Work to do -> Output every one of the records below as a numbered list, leaving out any blank lines.

BEGIN Provided material

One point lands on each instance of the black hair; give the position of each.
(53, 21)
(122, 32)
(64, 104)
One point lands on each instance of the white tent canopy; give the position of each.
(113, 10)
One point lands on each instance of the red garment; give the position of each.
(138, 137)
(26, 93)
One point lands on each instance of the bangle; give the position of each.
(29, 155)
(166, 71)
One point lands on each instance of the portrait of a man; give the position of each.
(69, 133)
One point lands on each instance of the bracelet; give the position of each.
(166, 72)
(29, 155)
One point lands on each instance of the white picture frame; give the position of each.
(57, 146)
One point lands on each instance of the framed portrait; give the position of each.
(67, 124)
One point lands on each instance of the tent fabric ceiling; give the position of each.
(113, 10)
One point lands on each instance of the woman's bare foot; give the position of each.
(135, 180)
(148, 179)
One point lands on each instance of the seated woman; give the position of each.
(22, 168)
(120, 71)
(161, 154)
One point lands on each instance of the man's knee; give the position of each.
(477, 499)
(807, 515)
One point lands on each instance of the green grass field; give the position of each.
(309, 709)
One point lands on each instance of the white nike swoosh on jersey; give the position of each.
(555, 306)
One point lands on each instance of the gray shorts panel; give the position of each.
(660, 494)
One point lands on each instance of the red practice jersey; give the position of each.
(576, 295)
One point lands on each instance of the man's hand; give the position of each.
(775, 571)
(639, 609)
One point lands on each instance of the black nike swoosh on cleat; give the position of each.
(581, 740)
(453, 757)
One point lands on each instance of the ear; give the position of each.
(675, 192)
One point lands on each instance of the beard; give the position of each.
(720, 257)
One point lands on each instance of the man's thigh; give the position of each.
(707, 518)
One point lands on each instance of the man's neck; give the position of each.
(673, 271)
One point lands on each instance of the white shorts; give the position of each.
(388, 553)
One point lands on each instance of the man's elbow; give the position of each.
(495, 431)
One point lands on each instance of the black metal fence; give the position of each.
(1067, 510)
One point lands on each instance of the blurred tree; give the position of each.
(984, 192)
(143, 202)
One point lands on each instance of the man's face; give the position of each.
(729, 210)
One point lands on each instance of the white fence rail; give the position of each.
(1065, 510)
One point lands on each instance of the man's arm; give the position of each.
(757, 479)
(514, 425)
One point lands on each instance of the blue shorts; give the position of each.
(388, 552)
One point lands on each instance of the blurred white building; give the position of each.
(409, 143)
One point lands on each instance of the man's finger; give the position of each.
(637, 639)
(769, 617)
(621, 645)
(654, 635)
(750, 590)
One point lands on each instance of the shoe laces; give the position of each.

END Provided material

Solution to this problem ->
1. One point lands on each instance of the black hair; give the position of each.
2. (53, 21)
3. (122, 32)
4. (64, 104)
5. One point lands on each instance of the white tent canopy; give the position of each.
6. (113, 10)
7. One point lands on each instance of the red garment; give the position of each.
8. (138, 137)
9. (26, 93)
10. One point lands on each instance of the bangle; give the position of each.
11. (29, 155)
12. (166, 71)
13. One point lands on each instance of the portrait of a man; give the position of each.
14. (69, 133)
15. One point lands on each instance of the bracelet; give the position of each.
16. (166, 72)
17. (29, 155)
18. One point lands on each instance of the white picture frame; give the position of each.
19. (57, 146)
20. One point lands on each instance of the framed portrait; give the position of each.
21. (67, 124)
22. One point lands on each instance of the tent fabric ceiling; give the position of each.
23. (113, 10)
24. One point lands on each instance of the woman's bare foot; give the position of each.
25. (135, 180)
26. (148, 179)
27. One point lands on each instance of the seated woman; give the position of each.
28. (22, 168)
29. (120, 71)
30. (161, 154)
31. One point lands on each instance of the man's knee; give the position of each.
32. (477, 499)
33. (807, 515)
34. One point lands on each instance of the green grass field; give the position of each.
35. (309, 709)
36. One point lands on each instance of the white nike swoosh on jersey; give the position of each.
37. (555, 306)
38. One point lands on each instance of the gray shorts panel; give the position of each.
39. (660, 494)
40. One point lands on each instance of the red practice jersey; give the position of each.
41. (576, 295)
42. One point lands on each instance of the man's hand; give the position of each.
43. (775, 571)
44. (639, 609)
45. One point lands on each instance of the black nike swoosh on cleat; give the position of each.
46. (581, 740)
47. (453, 757)
48. One point lands on each instance of the ear; give the position of each.
49. (675, 192)
50. One point lands on each instance of the beard; give the position of each.
51. (720, 257)
52. One point lands on each instance of the man's thigh; give the position of each.
53. (707, 518)
54. One point lands on each instance of the man's neck; give the position of each.
55. (673, 271)
56. One point lands on each instance of the white shorts; give the position of each.
57. (388, 553)
58. One point lands on each instance of the man's elbow; give the position of each.
59. (495, 431)
60. One point lands on each instance of the black metal fence; give the position of each.
61. (1067, 510)
62. One point lands on each instance of the blurred tree; give the position of each.
63. (984, 192)
64. (143, 202)
65. One point lands on each instance of the man's face; give the position of each.
66. (729, 210)
67. One point lands on each instance of the white fence rail; give the position of each.
68. (1065, 510)
69. One point lands on each instance of the man's arm; give the position of each.
70. (757, 479)
71. (514, 425)
72. One point lands on each instance of the blue shorts; give the position of each.
73. (388, 552)
74. One point lands on each instance of the blurred white building; give the position of each.
75. (409, 143)
76. One point lands on each instance of the man's finger; give the position of each.
77. (637, 639)
78. (769, 617)
79. (621, 645)
80. (654, 635)
81. (750, 590)
82. One point lands on each instance of the shoe laces; give the position of each.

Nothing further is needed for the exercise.